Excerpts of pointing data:
□ □ □ □ □ □ □

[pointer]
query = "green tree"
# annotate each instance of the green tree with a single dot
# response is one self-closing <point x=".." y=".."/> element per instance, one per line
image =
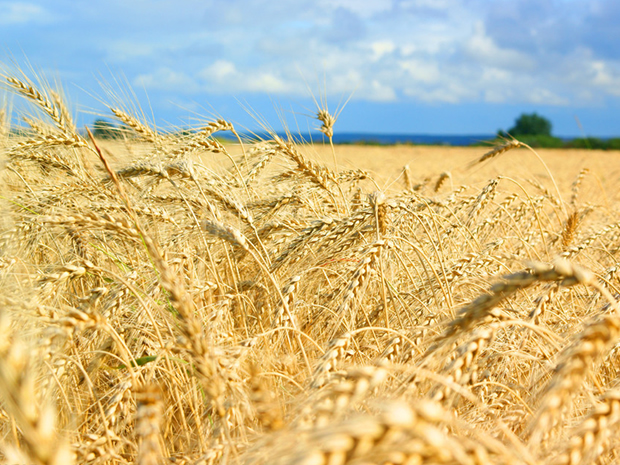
<point x="531" y="125"/>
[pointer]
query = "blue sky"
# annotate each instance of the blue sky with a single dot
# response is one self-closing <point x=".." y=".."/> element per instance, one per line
<point x="409" y="66"/>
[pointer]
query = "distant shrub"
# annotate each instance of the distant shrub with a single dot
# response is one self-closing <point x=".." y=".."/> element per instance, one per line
<point x="531" y="125"/>
<point x="588" y="143"/>
<point x="613" y="144"/>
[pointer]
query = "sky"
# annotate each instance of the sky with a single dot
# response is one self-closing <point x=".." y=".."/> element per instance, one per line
<point x="385" y="66"/>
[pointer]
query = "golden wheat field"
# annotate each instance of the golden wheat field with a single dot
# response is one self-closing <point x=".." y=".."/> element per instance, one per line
<point x="169" y="299"/>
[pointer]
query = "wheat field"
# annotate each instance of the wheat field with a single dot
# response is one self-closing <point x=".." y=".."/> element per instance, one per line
<point x="172" y="299"/>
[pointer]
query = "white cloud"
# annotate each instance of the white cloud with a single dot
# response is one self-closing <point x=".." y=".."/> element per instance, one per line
<point x="380" y="92"/>
<point x="382" y="48"/>
<point x="22" y="13"/>
<point x="484" y="50"/>
<point x="426" y="71"/>
<point x="223" y="76"/>
<point x="167" y="79"/>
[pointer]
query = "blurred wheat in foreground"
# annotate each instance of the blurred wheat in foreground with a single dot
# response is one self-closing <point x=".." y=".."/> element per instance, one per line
<point x="171" y="299"/>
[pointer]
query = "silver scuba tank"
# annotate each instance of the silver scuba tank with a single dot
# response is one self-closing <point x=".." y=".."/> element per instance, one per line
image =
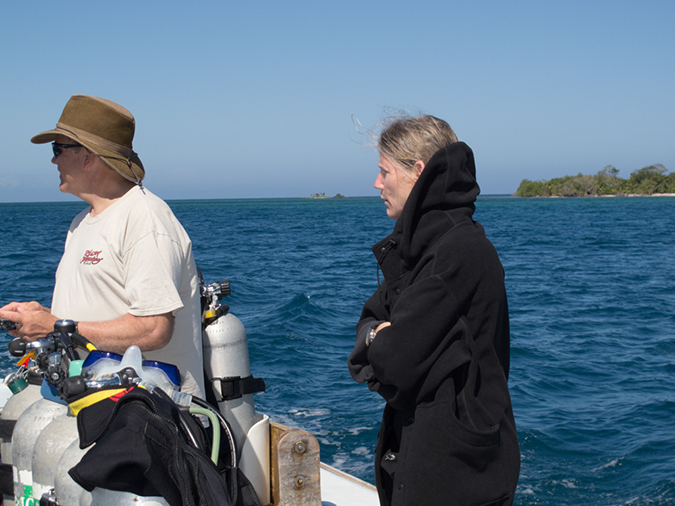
<point x="49" y="447"/>
<point x="226" y="358"/>
<point x="66" y="491"/>
<point x="28" y="427"/>
<point x="15" y="406"/>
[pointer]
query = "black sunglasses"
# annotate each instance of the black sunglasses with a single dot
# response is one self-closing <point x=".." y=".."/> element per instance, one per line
<point x="58" y="148"/>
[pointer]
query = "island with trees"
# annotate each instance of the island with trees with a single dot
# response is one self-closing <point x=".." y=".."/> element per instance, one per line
<point x="323" y="196"/>
<point x="650" y="180"/>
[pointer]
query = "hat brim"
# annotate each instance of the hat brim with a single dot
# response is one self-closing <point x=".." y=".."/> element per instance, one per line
<point x="132" y="169"/>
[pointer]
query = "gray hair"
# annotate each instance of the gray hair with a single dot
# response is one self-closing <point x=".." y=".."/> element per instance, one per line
<point x="408" y="139"/>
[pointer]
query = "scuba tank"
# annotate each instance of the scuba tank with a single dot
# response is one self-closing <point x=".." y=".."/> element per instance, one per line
<point x="48" y="354"/>
<point x="226" y="362"/>
<point x="46" y="442"/>
<point x="227" y="368"/>
<point x="66" y="491"/>
<point x="48" y="449"/>
<point x="23" y="384"/>
<point x="28" y="427"/>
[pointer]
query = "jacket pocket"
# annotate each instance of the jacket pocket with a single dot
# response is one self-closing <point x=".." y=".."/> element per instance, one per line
<point x="447" y="462"/>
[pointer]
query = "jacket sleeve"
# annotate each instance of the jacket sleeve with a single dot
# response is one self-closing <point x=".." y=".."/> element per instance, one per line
<point x="375" y="311"/>
<point x="428" y="340"/>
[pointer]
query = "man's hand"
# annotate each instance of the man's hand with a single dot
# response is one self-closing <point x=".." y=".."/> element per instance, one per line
<point x="33" y="320"/>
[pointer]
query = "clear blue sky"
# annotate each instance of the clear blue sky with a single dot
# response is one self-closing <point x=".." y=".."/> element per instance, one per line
<point x="255" y="99"/>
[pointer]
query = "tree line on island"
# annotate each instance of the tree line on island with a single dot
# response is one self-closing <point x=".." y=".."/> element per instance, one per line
<point x="649" y="180"/>
<point x="323" y="196"/>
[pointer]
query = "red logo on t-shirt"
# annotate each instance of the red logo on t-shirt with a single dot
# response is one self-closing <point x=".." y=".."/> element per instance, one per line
<point x="91" y="257"/>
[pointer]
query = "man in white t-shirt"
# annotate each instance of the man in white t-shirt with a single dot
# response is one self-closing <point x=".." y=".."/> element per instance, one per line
<point x="127" y="274"/>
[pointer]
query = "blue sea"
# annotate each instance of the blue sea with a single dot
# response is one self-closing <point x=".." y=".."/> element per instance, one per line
<point x="591" y="285"/>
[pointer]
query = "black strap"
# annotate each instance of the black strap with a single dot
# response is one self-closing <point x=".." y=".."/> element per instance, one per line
<point x="6" y="479"/>
<point x="236" y="386"/>
<point x="7" y="429"/>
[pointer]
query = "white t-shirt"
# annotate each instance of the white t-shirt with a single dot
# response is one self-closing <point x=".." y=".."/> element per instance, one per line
<point x="135" y="257"/>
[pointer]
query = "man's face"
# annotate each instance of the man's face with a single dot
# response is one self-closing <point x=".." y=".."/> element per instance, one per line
<point x="71" y="165"/>
<point x="395" y="184"/>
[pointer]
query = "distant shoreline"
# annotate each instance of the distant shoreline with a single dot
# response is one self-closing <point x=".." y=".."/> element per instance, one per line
<point x="596" y="196"/>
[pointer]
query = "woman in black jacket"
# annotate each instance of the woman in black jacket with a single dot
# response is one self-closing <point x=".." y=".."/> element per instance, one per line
<point x="433" y="340"/>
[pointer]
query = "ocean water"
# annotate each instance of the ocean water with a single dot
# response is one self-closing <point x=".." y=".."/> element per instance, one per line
<point x="592" y="303"/>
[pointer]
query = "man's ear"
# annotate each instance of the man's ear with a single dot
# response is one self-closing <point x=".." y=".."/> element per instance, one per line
<point x="89" y="159"/>
<point x="418" y="168"/>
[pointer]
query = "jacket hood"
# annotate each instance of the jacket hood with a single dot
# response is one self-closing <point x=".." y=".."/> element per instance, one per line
<point x="443" y="196"/>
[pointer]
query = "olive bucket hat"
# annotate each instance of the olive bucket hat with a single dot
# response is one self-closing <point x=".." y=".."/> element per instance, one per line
<point x="104" y="128"/>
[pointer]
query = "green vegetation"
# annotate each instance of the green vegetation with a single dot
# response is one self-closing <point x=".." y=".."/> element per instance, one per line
<point x="649" y="180"/>
<point x="323" y="196"/>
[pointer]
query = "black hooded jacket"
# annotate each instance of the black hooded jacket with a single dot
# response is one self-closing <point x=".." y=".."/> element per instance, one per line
<point x="448" y="434"/>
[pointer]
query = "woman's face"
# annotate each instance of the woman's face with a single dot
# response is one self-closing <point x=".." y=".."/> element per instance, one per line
<point x="395" y="184"/>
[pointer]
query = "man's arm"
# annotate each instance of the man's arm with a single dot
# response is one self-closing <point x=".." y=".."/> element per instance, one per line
<point x="146" y="332"/>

□ □ □ □ □ □ □

WRITTEN PROBLEM ▸
Go through the data above and transcribe it in full, omitting any image.

WRITTEN REPLY ▸
[pointer]
query = "green tree"
# annotate each instance of the green tree with a single dot
# response is one self-closing <point x=".." y=".."/> element per instance, one per line
image =
<point x="531" y="125"/>
[pointer]
query = "blue sky"
# annotate each instance of the blue sky with a single dot
# response is one self-closing <point x=".." y=".."/> element per instance, one per line
<point x="409" y="66"/>
[pointer]
query = "distant shrub"
# annotate each instance of the distant shrub with a single dot
# response is one self-closing <point x=".." y=".."/> element per instance, one per line
<point x="531" y="125"/>
<point x="588" y="143"/>
<point x="613" y="144"/>
[pointer]
query = "sky"
# annotate each instance of the sky with a single dot
# response is one self-closing <point x=".." y=".."/> element per instance, one per line
<point x="385" y="66"/>
[pointer]
query = "golden wheat field"
# annotate each instance of the golden wheat field with a single dot
# response is one self-closing <point x=".." y=".."/> element per instance, one per line
<point x="169" y="299"/>
[pointer]
query = "wheat field"
# annotate each instance of the wheat field with a single dot
# response is one self-closing <point x=".." y=".."/> element per instance, one per line
<point x="172" y="299"/>
[pointer]
query = "white cloud"
# annotate each instance of the white cloud with a single dot
# response is one self-closing <point x=".." y=".."/> element per instance, one per line
<point x="380" y="92"/>
<point x="382" y="48"/>
<point x="22" y="13"/>
<point x="484" y="50"/>
<point x="426" y="71"/>
<point x="223" y="76"/>
<point x="167" y="79"/>
[pointer]
query = "blurred wheat in foreground"
# annotate each instance of the blurred wheat in foreground with a single dot
# response is one self-closing <point x=".." y=".."/> element per instance, one per line
<point x="171" y="299"/>
[pointer]
query = "silver scuba tank"
# annotate each instance of the silver scuba tank with a single dot
# response is one self-closing <point x=".." y=".."/> element per instance, one per line
image =
<point x="49" y="447"/>
<point x="226" y="358"/>
<point x="66" y="491"/>
<point x="28" y="427"/>
<point x="15" y="406"/>
[pointer]
query = "black sunglasses"
# annotate each instance of the black sunglasses with a single dot
# response is one self-closing <point x=".." y=".."/> element per instance, one per line
<point x="58" y="148"/>
[pointer]
query = "island with trees"
# annotate each instance of the island with trees with a single dot
# response is one self-closing <point x=".." y=".."/> element per instance, one per line
<point x="323" y="196"/>
<point x="650" y="180"/>
[pointer]
query = "hat brim"
# annotate each instance of the hat brim with a single dot
# response is one self-closing <point x=".." y=".."/> element per instance, one per line
<point x="132" y="169"/>
[pointer]
query = "gray hair"
# annotate each instance of the gray hair with a single dot
# response is one self-closing <point x=".." y=".."/> element per instance, one per line
<point x="408" y="139"/>
[pointer]
query = "scuba tank"
# annotate each instance of the scuba tank with a single dot
# response is one self-closing <point x=".." y=".."/> element per instance, one per line
<point x="48" y="354"/>
<point x="226" y="362"/>
<point x="46" y="442"/>
<point x="227" y="368"/>
<point x="66" y="491"/>
<point x="48" y="449"/>
<point x="23" y="384"/>
<point x="28" y="427"/>
[pointer]
query = "jacket pocket"
# annotate each instance of the jacket pocket with a single dot
# response is one self-closing <point x=".." y=".."/> element per instance, one per line
<point x="447" y="462"/>
[pointer]
query = "jacket sleeve"
# annotate each instance of the jacket sleeve with a single dot
# response is one self-closing <point x=".." y=".."/> element per instance, one per line
<point x="375" y="311"/>
<point x="428" y="340"/>
[pointer]
query = "man's hand"
# annotate each instance of the man's hand with a single dot
# response is one self-closing <point x=".." y=".."/> element per instance, one per line
<point x="33" y="320"/>
[pointer]
query = "clear blue sky"
# annotate each instance of the clear blue sky with a single dot
# response is one self-closing <point x=".." y=".."/> element per instance, one per line
<point x="255" y="99"/>
[pointer]
query = "tree line on island"
# annotate each instance of the tree line on island with a single dot
# response is one self-closing <point x=".." y=".."/> element per instance, one per line
<point x="649" y="180"/>
<point x="323" y="196"/>
[pointer]
query = "red logo on t-shirt"
# annotate each instance of the red logo on t-shirt with a single dot
# response is one self-closing <point x=".." y=".."/> element per instance, one per line
<point x="91" y="257"/>
[pointer]
query = "man in white t-shirt"
# annotate each instance of the man in white t-shirt with a single dot
# response is one self-closing <point x=".." y=".."/> element per instance, one per line
<point x="127" y="274"/>
[pointer]
query = "blue sea"
# annotate each instance of the blue sea with a single dot
# response is one self-closing <point x=".." y=".."/> element per instance, one per line
<point x="591" y="285"/>
[pointer]
query = "black strap"
# annotate each instance of the black strap with a single dot
# response is one self-closing <point x=".." y=".."/> element per instance, one per line
<point x="6" y="479"/>
<point x="236" y="386"/>
<point x="7" y="429"/>
[pointer]
query = "white t-shirt"
# annotate each instance of the white t-shirt with a single dot
# response is one self-closing <point x=".." y=".."/> element per instance, one per line
<point x="135" y="257"/>
[pointer]
query = "man's face"
# annotate each instance of the man's face with a single dot
# response is one self-closing <point x=".." y=".."/> element per instance, one per line
<point x="71" y="165"/>
<point x="395" y="184"/>
[pointer]
query = "distant shoreline"
# annotate each instance of the distant shoreline with a single dot
# response is one self-closing <point x=".." y=".."/> element per instance, one per line
<point x="596" y="196"/>
[pointer]
query = "woman in black jacket"
# annotate each instance of the woman in black jacket with a single dot
# response is one self-closing <point x=".." y=".."/> element per instance, one per line
<point x="433" y="340"/>
[pointer]
query = "ocean water"
# annotate each instance of the ocean water with a single dot
# response is one self-closing <point x=".." y=".."/> element per instance, one per line
<point x="592" y="303"/>
[pointer]
query = "man's ear"
# annotate each instance of the man's ear with a single dot
# response is one self-closing <point x=".." y=".."/> element per instance, one per line
<point x="89" y="159"/>
<point x="418" y="168"/>
[pointer]
query = "jacket hood"
# annotate each instance of the jacket hood with a single dot
# response is one self-closing <point x=".." y=".."/> element per instance, one per line
<point x="443" y="196"/>
[pointer]
query = "olive bucket hat"
# annotate each instance of the olive bucket hat with a single dot
# response is one self-closing <point x=".." y=".."/> element per instance, one per line
<point x="104" y="128"/>
[pointer]
query = "green vegetation"
# annotate each instance of the green vegetation with a single dot
# response is one self-closing <point x=".." y=".."/> element per instance, one per line
<point x="649" y="180"/>
<point x="323" y="196"/>
[pointer]
query = "black hooded jacket"
# annotate each instance of the black hooded jacket with a single dot
# response is one self-closing <point x=".." y=".."/> element per instance, one per line
<point x="448" y="434"/>
[pointer]
query = "woman's face"
# annotate each instance of the woman's face with a single dot
# response is one self-closing <point x=".." y=".."/> element per instance, one per line
<point x="395" y="184"/>
[pointer]
query = "man's arm"
# annotate each instance of the man's arm with a single dot
# response is one self-closing <point x=".." y=".."/> element per instance, one per line
<point x="146" y="332"/>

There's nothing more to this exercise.